### Excerpt to read
Atelier Adam Nathaniel Furman

This is a proposal by Madam (Marco Ginex and I) for an installation at the inaugural exhibition at the Shanghai Architectural Culture Centre (designed by Ando), for which several practices were invited to develop responses to a given theme in relation to China and its architecture. We were given the theme monumentality, with their explanation:

"The desire for monumentality roots deeply in the spatial politics of China. All design techniques of creating monumentality in history, from ancient Egypt to 19th century new classicism, can be found, adapted to buildings throughout the nation. The aim is to embody the power and imagination of a regime."

We were asked to alter the content and presentation of our proposal. Whilst we were happy to develop the formal themes of the work -the frame of its content- we were not willing to water down the main thrust of the installation, so at least the idea lives on here.

### Rows
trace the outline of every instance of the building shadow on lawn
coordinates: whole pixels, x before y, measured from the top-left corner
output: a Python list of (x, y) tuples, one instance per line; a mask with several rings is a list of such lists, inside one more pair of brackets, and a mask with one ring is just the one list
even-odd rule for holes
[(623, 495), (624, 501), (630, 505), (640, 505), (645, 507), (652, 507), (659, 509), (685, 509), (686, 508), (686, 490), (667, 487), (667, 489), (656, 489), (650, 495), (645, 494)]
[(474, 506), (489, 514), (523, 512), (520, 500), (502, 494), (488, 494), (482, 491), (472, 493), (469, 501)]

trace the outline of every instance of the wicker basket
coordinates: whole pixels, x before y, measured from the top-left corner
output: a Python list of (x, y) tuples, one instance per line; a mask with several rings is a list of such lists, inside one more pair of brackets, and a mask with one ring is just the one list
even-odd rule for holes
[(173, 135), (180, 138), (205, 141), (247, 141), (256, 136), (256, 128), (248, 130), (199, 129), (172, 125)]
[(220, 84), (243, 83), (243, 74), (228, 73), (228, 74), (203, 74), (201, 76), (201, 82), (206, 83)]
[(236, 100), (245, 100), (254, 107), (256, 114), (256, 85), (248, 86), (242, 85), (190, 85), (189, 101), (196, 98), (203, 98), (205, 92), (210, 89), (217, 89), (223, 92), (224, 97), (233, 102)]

### Instructions for the task
Continue the text about the monumentality installation proposal, picking up after its final sentence.

### Reply
Monumentality is a quality derived from a combination of two factors being inherent in a phenomenon. The first is that its existence affects an unusually large number of people. The second is that those people who it affects are marked in some way deeply and permanently by it. Physical scale is not key -although often present- because Monumentality exists by virtue of the quantity of people and the degree to which they are influence. So for example, while a large building may affect only its immediate residents and environment, a small piece of parchment in the British Library, the Magna Carta, is referred to as the origins of all democracy in the Anglo Saxon world, and is revered, talked about, and Monumentalised by hundreds of millions across four continents.